[Alıntı]:
# # # # #

1- Komutanlar daha önce açıkladılar, Fırat’ın batısında Amerikan askeri varlığı bulunmuyor. Bu yüzden askeri bir tepki zaten hiç gündeme gelmedi.

2- Yönetim Suriye’deki Amerikan ordusu biçiminde algıladığı YPG unsurlarına karşı harekâta tamamen sessiz kalamaz. YPG şimdiden Afrin’deki gelişmeler nedeniyle Rusları suçlamaya başladı bile. Bu Washington’un arzu ettiği bir gelişmeydi; çünkü Suriye’nin siyasi geleceğinin konuşulmaya başlandığı bir ortamda bölgedeki Kürtler üzerindeki kontrolün ABD’nin elinde olması Washington’un Moskova’ya karşı bir zaferi olarak algılanıyor yönetimde.

3- YPG’nin Moskova’daki bürosundan, Washington’daki bürosuna haber geliyor, onlar da yönetime bilgileri iletiyorlar. Moskova’dan gelen bilgiye göre, YPG Rusya’ya Afrin yüzünden tepkili olmaya başlamışken Amerika Türkiye’ye bir şekilde tepki gösterip etki gücünü artırmaya çalışacak.

Bunu da diplomasi ağırlıklı bir “algı operasyonu” yla yapma kararı aldılar.

4- Yönetimin üzerinde çalıştığı “Türkiye aleyhine algı operasyonu”nun şu unsurlardan oluştuğu söyleniyor:

A- Washington bu operasyonuyla Türkiye’nin “DEAŞ’a karşı savaşın zayıflatılmasına, hatta ileride DEAŞ’ın bölgede yeniden canlanmasına yol açacağı” algısını yayacak.

B- Yönetimin üzerinde çalıştığı Türkiye’ye karşı algı operasyonunun bir başka ayağı daha var. İstihbarat kaynaklarına ve sahadaki YPG militanlarına bu konuda talimatın çoktan verildiği belirtildi. Bu istihbarat/algı operasyonu, Afrin’de çok sayıda sivilin öldüğü yalanına dayandırılacak. Ayrıca özellikle kadınların ve çocukların öldüğü yalanı da medya aracılığıyla yayılacak." (Sedat Turgut-Haber Türk)

Fahreddin Paşa'ya söven Bakan, Afrin'i de hedef aldı

"Resmi adı "Zeytin Dalı Harekâtı" olan Afrin Operasyonu dolayısıyla, bu gibi durumlarda kimlere güvenebileceğimiz de ortaya çıkıyor. Örneğin daha önce de Türkiye'ye takıntılı olduğu Medine Müdafii Fahreddin Paşa'ya dil uzatması ile açığa çıkan BAE'nin Dışişleri'nden Sorumlu Devlet Bakanı Enver Karkaş, bu defa da Twitter üzerinden yaptığı açıklamada Afrin'de gerçekleştirilen operasyonun Arapların güvenliğine tehdit oluşturacağını belirtmiş." (Mehmet Barlas- Sabah)

# # # # #

[Kayıt Listesi]:
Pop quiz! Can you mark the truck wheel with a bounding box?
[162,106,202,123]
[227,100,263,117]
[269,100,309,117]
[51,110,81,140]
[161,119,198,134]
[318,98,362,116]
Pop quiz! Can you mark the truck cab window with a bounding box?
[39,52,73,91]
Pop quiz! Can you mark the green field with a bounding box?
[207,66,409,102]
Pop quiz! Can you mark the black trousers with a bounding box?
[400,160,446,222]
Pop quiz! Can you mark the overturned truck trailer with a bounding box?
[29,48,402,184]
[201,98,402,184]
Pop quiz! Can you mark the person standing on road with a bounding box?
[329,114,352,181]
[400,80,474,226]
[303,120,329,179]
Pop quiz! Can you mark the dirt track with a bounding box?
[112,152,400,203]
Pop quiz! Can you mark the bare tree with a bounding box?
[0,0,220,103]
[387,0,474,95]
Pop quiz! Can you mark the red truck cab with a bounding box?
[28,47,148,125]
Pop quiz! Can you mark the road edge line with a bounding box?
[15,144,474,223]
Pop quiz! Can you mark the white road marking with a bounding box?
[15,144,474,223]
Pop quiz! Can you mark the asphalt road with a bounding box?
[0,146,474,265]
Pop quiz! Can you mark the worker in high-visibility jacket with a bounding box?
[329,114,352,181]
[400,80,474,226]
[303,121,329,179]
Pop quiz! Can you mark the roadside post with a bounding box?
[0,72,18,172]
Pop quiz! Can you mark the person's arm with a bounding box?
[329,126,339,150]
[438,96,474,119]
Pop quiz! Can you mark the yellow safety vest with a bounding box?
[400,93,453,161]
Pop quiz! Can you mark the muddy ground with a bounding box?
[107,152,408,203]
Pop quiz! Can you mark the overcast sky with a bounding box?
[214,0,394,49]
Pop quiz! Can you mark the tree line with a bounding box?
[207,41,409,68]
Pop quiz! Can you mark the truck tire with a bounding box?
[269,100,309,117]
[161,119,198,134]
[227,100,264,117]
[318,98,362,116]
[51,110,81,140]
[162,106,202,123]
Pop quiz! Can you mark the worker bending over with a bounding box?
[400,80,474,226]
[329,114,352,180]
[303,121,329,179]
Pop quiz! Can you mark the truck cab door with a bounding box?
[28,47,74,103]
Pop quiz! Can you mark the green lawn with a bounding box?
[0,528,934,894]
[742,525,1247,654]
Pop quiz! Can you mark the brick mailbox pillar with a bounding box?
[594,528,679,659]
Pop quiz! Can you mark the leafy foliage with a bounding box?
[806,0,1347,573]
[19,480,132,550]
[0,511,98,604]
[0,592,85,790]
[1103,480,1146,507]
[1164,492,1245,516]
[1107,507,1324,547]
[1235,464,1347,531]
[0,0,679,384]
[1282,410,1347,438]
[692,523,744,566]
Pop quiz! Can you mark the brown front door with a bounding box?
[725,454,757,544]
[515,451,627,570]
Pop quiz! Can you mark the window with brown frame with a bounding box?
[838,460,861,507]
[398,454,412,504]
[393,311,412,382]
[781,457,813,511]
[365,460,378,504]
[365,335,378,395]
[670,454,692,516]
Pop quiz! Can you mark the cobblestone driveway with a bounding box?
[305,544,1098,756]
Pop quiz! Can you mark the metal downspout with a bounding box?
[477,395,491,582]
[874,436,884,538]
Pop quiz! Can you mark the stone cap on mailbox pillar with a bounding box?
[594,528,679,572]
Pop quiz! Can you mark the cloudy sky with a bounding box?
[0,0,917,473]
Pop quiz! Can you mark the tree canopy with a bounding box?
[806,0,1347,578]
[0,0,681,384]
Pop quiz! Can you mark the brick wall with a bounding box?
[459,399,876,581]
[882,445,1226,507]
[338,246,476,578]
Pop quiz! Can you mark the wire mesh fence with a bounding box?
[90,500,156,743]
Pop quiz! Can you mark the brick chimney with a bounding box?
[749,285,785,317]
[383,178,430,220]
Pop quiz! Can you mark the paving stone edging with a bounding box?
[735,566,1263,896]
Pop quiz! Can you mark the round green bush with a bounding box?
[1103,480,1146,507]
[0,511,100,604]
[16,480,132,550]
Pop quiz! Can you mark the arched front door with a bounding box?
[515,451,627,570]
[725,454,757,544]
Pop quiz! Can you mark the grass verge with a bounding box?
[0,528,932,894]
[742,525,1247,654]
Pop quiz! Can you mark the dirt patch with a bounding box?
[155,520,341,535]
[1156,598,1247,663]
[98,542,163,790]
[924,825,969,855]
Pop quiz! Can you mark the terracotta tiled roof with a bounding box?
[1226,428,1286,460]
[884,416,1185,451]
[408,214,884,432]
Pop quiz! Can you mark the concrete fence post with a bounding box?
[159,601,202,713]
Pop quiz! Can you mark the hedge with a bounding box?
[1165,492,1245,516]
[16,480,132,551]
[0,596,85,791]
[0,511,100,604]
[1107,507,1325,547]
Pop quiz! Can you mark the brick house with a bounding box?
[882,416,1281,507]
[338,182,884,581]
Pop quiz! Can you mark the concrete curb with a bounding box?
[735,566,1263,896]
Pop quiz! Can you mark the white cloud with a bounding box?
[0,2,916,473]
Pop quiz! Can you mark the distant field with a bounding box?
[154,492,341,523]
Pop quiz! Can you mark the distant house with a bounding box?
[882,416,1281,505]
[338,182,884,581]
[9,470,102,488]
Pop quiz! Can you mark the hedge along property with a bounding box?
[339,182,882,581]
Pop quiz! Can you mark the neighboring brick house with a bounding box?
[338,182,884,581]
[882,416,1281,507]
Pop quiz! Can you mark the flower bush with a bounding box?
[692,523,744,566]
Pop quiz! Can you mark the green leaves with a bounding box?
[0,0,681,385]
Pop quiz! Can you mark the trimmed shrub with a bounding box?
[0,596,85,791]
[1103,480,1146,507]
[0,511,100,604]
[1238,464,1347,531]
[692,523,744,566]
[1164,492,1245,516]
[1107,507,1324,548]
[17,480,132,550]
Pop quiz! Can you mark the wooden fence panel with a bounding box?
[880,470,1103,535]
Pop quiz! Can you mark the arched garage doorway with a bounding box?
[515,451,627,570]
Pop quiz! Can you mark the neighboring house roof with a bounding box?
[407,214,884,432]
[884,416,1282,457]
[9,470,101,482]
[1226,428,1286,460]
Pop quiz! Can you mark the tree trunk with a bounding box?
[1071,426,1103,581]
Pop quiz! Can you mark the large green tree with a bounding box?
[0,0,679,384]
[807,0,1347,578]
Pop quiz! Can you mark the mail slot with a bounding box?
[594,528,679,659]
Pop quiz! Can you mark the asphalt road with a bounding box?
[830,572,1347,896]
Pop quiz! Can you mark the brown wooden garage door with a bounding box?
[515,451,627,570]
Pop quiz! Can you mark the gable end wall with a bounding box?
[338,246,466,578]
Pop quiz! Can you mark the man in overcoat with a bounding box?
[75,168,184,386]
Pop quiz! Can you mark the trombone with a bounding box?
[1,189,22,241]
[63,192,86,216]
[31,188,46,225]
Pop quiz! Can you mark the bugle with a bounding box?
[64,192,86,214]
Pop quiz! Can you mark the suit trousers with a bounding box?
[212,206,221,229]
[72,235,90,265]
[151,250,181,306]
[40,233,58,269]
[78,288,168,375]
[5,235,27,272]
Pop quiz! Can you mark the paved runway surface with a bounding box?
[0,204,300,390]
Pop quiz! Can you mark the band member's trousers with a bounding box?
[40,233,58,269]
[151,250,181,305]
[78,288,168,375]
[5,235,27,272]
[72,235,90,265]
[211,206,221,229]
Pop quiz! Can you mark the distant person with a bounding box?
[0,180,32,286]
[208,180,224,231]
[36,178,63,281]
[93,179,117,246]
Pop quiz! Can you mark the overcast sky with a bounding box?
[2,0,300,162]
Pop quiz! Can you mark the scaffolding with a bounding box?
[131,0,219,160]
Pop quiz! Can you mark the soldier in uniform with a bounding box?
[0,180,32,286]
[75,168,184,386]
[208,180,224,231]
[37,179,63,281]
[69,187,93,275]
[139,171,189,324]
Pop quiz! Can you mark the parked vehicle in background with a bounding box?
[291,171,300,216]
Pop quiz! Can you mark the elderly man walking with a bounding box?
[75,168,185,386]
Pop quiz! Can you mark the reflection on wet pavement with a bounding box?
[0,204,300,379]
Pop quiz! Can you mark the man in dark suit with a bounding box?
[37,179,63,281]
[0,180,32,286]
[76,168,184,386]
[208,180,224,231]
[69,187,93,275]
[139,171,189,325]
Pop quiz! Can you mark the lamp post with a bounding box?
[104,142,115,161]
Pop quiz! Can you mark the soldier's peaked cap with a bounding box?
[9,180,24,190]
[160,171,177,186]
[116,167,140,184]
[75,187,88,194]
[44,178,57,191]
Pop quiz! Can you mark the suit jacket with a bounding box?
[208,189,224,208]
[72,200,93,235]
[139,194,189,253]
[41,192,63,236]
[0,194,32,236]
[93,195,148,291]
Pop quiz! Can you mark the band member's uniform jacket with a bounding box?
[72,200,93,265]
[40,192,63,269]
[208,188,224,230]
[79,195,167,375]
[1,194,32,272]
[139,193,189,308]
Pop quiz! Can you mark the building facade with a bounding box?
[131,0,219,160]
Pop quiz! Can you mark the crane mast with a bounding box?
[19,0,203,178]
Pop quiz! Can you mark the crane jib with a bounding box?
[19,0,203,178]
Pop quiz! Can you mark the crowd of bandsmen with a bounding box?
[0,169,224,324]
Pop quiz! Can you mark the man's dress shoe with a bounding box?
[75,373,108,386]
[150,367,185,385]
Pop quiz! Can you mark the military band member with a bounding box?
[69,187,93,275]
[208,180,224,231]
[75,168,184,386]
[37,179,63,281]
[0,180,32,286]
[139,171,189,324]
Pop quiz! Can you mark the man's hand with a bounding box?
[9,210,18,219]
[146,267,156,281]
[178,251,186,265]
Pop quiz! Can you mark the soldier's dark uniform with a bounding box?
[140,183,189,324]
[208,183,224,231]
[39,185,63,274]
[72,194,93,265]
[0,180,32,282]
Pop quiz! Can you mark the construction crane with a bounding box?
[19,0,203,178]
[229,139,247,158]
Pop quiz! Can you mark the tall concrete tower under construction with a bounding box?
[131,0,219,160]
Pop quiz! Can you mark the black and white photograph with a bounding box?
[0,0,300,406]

# # # # #

[Yazılı İstek A]:
Alıntıda verilen bilgilere dayanarak aşağıdaki soruları yanıtlayın.
(i) Komutanların açıklamasına göre Fırat'ın batısında ne bulunmuyor?
(ii) Algı operasyonunun ikinci ayağı hangi yalana dayandırılacak?
(iii) Afrin Operasyonu'nun resmi adı nedir?
[Yazılı İstek B]: Kayıtlarda "Pop quiz! Can you mark the truck tire" ifadesini içeren satırla açılıp "[305,544,1098,756]" ifadesini içeren satırla kapanan bölümü, iki uç satır da dahil olmak üzere, boş satırları atlayarak numaralı liste hâlinde verin. Yalnızca bu bölümdeki satırları yazın.
Alıntı ile kayıtlar arasında hiçbir bağlantı yoktur.

[Tam Yanıt A]:
(i) Fırat'ın batısında Amerikan askeri varlığı bulunmuyor.
(ii) Bu ayak, Afrin'de çok sayıda sivilin öldüğü yalanına dayandırılacak.
(iii) Operasyonun resmi adı "Zeytin Dalı Harekâtı"dır.

[Tam Yanıt B]:
1. Pop quiz! Can you mark the truck tire with a bounding box?
2. [269,100,309,117]
3. [161,119,198,134]
4. [227,100,264,117]
5. [318,98,362,116]
6. [51,110,81,140]
7. [162,106,202,123]
8. Pop quiz! Can you mark the worker bending over with a bounding box?
9. [400,80,474,226]
10. [329,114,352,180]
11. [303,121,329,179]
12. Pop quiz! Can you mark the truck cab door with a bounding box?
13. [28,47,74,103]
14. Pop quiz! Can you mark the green lawn with a bounding box?
15. [0,528,934,894]
16. [742,525,1247,654]
17. Pop quiz! Can you mark the brick mailbox pillar with a bounding box?
18. [594,528,679,659]
19. Pop quiz! Can you mark the leafy foliage with a bounding box?
20. [806,0,1347,573]
21. [19,480,132,550]
22. [0,511,98,604]
23. [0,592,85,790]
24. [1103,480,1146,507]
25. [1164,492,1245,516]
26. [1107,507,1324,547]
27. [1235,464,1347,531]
28. [0,0,679,384]
29. [1282,410,1347,438]
30. [692,523,744,566]
31. Pop quiz! Can you mark the brown front door with a bounding box?
32. [725,454,757,544]
33. [515,451,627,570]
34. Pop quiz! Can you mark the window with brown frame with a bounding box?
35. [838,460,861,507]
36. [398,454,412,504]
37. [393,311,412,382]
38. [781,457,813,511]
39. [365,460,378,504]
40. [365,335,378,395]
41. [670,454,692,516]
42. Pop quiz! Can you mark the cobblestone driveway with a bounding box?
43. [305,544,1098,756]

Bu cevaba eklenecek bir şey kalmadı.